(WHAT TO PRODUCE) Rewrite the entries from their very beginning through the line containing "positive clicks: (468, 648)", including that line, with "rough mask" replaced by "coarse mask" and everything else left unchanged. Give only those lines.
-------------------------
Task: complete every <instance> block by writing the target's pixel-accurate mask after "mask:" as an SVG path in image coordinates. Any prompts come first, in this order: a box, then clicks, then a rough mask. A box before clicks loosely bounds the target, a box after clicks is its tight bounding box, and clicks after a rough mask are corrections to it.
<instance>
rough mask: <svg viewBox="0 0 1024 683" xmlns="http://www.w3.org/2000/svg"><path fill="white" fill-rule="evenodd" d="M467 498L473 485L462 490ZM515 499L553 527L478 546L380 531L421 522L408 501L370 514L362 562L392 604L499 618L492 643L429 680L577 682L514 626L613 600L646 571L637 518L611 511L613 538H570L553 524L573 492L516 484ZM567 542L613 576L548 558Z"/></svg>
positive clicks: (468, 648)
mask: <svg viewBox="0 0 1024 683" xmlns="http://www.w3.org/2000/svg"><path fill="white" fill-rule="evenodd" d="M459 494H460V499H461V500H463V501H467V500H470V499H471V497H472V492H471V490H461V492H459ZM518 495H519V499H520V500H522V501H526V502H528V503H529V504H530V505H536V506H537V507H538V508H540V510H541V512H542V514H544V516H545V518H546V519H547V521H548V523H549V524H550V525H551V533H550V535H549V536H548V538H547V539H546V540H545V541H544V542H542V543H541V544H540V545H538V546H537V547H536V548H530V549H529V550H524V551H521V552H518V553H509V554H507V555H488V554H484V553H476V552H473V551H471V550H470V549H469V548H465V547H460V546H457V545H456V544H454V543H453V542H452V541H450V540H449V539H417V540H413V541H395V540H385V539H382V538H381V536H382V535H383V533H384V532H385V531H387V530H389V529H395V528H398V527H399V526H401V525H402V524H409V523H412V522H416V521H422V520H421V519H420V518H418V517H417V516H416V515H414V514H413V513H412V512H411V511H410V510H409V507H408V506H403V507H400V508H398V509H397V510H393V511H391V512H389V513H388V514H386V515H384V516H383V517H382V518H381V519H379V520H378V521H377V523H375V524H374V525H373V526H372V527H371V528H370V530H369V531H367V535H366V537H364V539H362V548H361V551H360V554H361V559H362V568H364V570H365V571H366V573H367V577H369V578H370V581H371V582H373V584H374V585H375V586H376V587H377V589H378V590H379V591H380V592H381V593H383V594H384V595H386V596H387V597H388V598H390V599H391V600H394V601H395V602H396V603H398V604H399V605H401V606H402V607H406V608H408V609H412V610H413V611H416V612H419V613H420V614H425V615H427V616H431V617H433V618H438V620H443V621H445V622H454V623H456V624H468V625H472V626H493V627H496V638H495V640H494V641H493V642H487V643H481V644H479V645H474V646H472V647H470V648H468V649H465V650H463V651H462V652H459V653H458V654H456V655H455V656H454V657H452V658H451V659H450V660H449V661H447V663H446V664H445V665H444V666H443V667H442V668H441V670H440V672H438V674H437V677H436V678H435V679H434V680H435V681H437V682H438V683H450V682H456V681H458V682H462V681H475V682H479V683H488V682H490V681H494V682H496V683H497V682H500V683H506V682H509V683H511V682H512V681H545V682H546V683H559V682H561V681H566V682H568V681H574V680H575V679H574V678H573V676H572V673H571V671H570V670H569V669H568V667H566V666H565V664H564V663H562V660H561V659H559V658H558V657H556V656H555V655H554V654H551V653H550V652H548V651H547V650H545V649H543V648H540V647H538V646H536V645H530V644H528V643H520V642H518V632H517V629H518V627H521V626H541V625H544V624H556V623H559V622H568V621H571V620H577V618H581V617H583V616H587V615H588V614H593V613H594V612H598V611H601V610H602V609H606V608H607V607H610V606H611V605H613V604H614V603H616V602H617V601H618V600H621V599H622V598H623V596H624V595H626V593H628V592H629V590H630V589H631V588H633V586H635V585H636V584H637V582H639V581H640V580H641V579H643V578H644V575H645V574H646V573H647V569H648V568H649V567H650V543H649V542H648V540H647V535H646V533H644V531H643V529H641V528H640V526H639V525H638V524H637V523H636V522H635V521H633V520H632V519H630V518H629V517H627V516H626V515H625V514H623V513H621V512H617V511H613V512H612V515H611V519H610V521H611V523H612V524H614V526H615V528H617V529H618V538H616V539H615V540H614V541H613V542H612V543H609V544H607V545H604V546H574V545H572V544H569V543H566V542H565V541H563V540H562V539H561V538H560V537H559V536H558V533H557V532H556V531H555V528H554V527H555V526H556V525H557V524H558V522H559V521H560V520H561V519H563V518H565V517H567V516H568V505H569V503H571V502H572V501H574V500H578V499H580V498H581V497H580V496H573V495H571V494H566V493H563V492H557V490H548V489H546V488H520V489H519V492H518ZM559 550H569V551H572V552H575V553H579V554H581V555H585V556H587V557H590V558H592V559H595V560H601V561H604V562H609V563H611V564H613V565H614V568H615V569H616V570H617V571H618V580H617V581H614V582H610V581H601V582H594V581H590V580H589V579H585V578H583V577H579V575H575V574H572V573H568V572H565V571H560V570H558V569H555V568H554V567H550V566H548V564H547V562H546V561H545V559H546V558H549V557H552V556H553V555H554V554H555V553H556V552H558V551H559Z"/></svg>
-------------------------
(EXPECTED OUTPUT)
Task: complete every <instance> block by writing the target's pixel-accurate mask after "mask:" as an SVG path in image coordinates. Any prompts come first, in this order: a box, then clicks, then a coarse mask. A box before clicks loosely bounds the target, a box after clicks is its tight bounding box, and clicks after a coarse mask are corrections to it.
<instance>
coarse mask: <svg viewBox="0 0 1024 683" xmlns="http://www.w3.org/2000/svg"><path fill="white" fill-rule="evenodd" d="M467 498L473 485L462 490ZM515 499L553 527L478 546L380 531L421 522L408 501L370 514L362 562L392 604L499 618L492 643L429 680L577 682L514 626L613 600L646 571L637 518L611 511L613 538H570L553 524L573 492L516 484ZM567 542L613 576L548 558Z"/></svg>
positive clicks: (468, 648)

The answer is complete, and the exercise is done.